- _WRITTEN TASK_:
Please retype the records below exactly, leaving out any pictures.

## BEGIN TASK MATERIAL

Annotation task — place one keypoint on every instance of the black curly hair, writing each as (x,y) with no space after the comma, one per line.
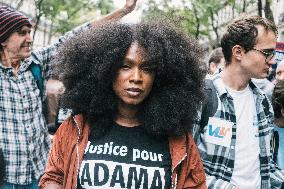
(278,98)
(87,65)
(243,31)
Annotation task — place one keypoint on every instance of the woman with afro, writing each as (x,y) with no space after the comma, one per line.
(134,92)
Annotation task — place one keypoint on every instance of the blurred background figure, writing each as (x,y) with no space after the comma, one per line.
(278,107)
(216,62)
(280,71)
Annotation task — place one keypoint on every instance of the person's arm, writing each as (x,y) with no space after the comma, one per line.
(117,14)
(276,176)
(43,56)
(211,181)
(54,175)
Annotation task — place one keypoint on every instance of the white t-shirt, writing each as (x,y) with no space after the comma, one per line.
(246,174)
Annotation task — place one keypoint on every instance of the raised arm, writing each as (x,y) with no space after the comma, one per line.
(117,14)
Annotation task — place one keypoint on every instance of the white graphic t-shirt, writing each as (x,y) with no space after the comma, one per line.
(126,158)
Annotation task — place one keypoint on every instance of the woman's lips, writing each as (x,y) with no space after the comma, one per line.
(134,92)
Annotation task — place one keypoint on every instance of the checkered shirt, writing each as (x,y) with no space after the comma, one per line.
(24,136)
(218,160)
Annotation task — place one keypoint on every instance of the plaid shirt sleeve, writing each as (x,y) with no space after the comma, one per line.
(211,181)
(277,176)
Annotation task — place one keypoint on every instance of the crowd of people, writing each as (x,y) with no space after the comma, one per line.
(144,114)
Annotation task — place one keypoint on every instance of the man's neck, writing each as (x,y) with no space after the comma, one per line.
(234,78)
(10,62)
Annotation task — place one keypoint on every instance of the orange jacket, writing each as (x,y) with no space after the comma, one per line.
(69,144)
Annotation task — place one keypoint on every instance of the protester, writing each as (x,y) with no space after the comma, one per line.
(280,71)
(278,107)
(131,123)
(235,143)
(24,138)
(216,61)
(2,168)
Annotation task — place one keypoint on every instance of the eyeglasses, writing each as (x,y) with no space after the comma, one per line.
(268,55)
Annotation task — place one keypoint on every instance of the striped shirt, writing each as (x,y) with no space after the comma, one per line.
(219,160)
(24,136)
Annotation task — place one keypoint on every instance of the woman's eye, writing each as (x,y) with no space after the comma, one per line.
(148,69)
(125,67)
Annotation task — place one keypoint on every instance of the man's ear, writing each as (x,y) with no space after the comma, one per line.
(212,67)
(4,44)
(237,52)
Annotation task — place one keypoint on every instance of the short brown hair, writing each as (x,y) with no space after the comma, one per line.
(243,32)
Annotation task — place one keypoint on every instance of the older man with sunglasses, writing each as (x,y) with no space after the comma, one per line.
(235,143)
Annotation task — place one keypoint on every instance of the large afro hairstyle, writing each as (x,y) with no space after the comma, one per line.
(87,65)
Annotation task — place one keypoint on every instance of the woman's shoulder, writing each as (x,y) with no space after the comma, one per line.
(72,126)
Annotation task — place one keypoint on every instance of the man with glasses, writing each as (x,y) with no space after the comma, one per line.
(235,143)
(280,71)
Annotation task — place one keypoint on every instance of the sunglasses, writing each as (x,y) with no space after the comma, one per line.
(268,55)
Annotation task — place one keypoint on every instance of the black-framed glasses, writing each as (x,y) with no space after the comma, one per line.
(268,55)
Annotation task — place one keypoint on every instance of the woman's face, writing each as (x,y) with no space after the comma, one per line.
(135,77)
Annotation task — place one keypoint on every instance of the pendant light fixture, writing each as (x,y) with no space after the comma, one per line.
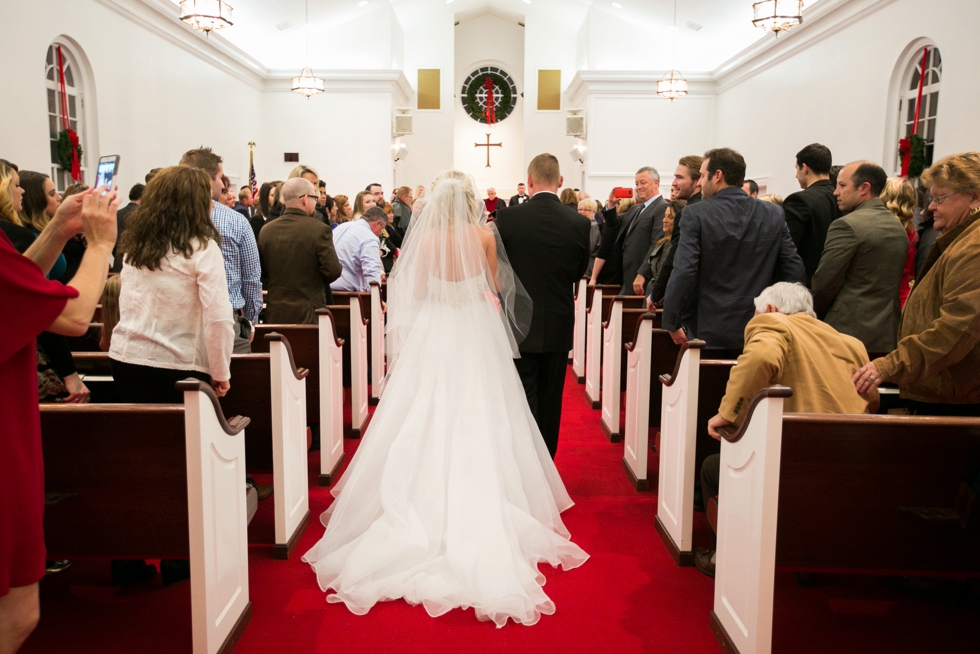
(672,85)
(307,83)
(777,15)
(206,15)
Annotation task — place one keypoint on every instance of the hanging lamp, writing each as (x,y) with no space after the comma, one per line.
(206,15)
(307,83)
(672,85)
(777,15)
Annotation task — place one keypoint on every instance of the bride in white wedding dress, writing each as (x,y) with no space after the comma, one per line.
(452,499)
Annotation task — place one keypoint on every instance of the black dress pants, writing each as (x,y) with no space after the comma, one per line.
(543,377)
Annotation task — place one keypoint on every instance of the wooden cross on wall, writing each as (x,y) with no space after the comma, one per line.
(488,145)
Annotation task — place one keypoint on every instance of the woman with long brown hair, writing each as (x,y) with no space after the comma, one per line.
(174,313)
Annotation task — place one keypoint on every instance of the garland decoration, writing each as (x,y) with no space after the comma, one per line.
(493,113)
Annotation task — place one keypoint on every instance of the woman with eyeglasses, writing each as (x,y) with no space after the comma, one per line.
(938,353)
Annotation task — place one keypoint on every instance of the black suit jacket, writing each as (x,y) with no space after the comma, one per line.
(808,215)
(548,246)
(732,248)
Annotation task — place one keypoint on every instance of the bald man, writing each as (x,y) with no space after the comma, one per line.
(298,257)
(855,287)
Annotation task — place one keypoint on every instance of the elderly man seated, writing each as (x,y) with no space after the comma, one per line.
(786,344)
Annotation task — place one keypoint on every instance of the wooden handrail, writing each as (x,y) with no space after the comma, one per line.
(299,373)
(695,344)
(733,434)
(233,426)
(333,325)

## END TASK MATERIAL

- _RESULT_:
Annotation task — place one keypoint on every instance of the black curly hair, writing each as (x,y) with no space after the comma, one per line.
(278,98)
(87,65)
(243,31)
Annotation task — place one keypoint on every instance of the woman with afro, writing each as (x,y) with no space after the comma, one per line.
(134,92)
Annotation task — place one keypoint on every instance of the blurred background figure, writing each as (x,y) with no space after the comma, one per line.
(278,107)
(216,62)
(280,71)
Annotation task — place one keypoint on every instance of the person's arm, writing each as (x,y) with no space after the comma, one per line.
(117,14)
(276,176)
(43,56)
(211,181)
(54,175)
Annotation task — place one keypoint on every instance of the white t-shirt, writing each as (x,y) with no space after the comma, one per line.
(246,174)
Annotation task — place one keypoint on every instance of the raised arm, writing each as (x,y) with no space after the comma, one per line.
(117,14)
Annotation task — place one keypoint on every instance of the white graphic t-shirt, writing each as (x,y) with no space after the comma, one per line.
(126,158)
Annotation task — place one keypoint on every instance of the woman's lips, writing each as (x,y) with no space after the comma, one per line.
(134,92)
Annotation task — place one keypoint on every instance of the checkered shirt, writing each as (x,y) with no space after the comma, one per line.
(24,136)
(218,160)
Annotation task — place one keypoint on every instance of the plaid shirt sleeve, writing each as (x,y) with no space after the comma, one per line.
(211,181)
(277,176)
Annotation task — place one keypoint on every instance of the crowd of people, writing each as (x,y) with no space after the comma, one per line.
(144,114)
Annotation task — place one keypoint on every instance of the man's neck, writing each as (x,y) with no space after the comma, one per line.
(234,78)
(10,62)
Annotation task — place one keypoint on every instance of the orange jacket, writing each as (x,y) with no space after the comma, one per line.
(69,144)
Annotation task — place one keypoint on every instance of the protester, writing each as (x,y) with no space after the comma, one per line.
(280,71)
(278,107)
(131,123)
(235,143)
(24,138)
(216,61)
(2,168)
Annotation task — place one keypoint on every instance of the eyeglasses, writing each as (x,y) with no space after the comma, one per line.
(268,55)
Annotation task — place one keypoint on every instance of the striped shirt, writing each as (x,y) with no space after the comma, one per line.
(219,160)
(24,136)
Annotation task — place one keypoint on every instance of the woman's eye, writing each as (x,y) with no space after the comma, one per line.
(148,69)
(125,67)
Annotation task — place one keypoint on every instance of the man's ear, writing each as (x,y) with no space after the comma, one per line.
(212,67)
(4,44)
(237,52)
Annotation task — place one keypoint on every instance of the short brown hair, writing each as (x,y) with no space after the comma, one per line.
(243,32)
Annotation task — place one keypoint on every instance of the older man with sunglasses, writing each as (x,y) with no space after the comma, one per line.
(235,143)
Annotation task — place one keypoint on every instance of the large afro hairstyle, writing each as (x,y) with no space after the comma, one per line.
(87,65)
Annotation task — place one keypoint on every instance of the woman's shoulder, writing each as (x,y) with no space after the comma, one per line.
(72,126)
Annotation task — place one keypoint on every instance of the man with glasses, writing each as (x,y) with no space after the comma, one per line.
(235,143)
(280,71)
Annotation task — place one keypoint on every instance of the sunglasses, writing each as (x,y) with no space after the comma, one per line.
(268,55)
Annotation task — place one keypoint on every instance of the black-framed glasses, writing each as (x,y) with no space after the comma, one per line.
(268,55)
Annotation task — place one keypoint on every instance of the woman's face, writing each as (x,y) with no space after the comma, one per line.
(135,77)
Annotation task — place one keypoint on every instance of the pendant light fixture, writing each as (x,y) with no space after the comma, one per line.
(672,85)
(307,83)
(777,15)
(206,15)
Annotation task — place one keypoint on every instance of the hanging lamp, writing each as (x,y) with no space after the comma, one per line.
(206,15)
(307,83)
(672,85)
(777,15)
Annotation task — place one keypoint on every instance of the bride in white wedding dress, writing each as (x,y) with no space after the comma, one per line.
(452,499)
Annotation task — place one keypoint on every instance of the black dress pants, writing each as (x,y) with no space after the comma, one per line.
(543,377)
Annotation task — place one keypoint on every instance of the wooden cross on wall, writing each as (x,y) with no space after the comma, one per line.
(488,145)
Annotation task — place one keypoint on every instance of the woman with long brown hair, writing each as (x,y) with no space after the comma, one per line.
(174,313)
Annotation task — place one keypoint on every instance of the garland decoration, writing each as (x,y) with no space after the comma, one per line.
(493,113)
Annotation task — place one keypoint on every instance of the woman with eyeglasses, writing each as (x,y) with no space after the comma, one per line.
(938,353)
Annotation task — place one keypoint on every instance of the black suit jacket, writing each as (x,y) with no space after the comma, one per line.
(808,215)
(548,246)
(732,248)
Annotation task — place one keypoint on every instance of the bald man, writing each as (x,y) with no space after the comma, one per line.
(298,257)
(855,287)
Annotation task — place one keypoint on every instance of the elderly man seated, writing each as (x,y) with no space after the comma, one per line.
(786,344)
Annotation task — place one keypoint on every instance of the wooden handrail, writing each as (x,y) with no space after the comma, one per line.
(299,373)
(695,344)
(733,434)
(233,426)
(333,325)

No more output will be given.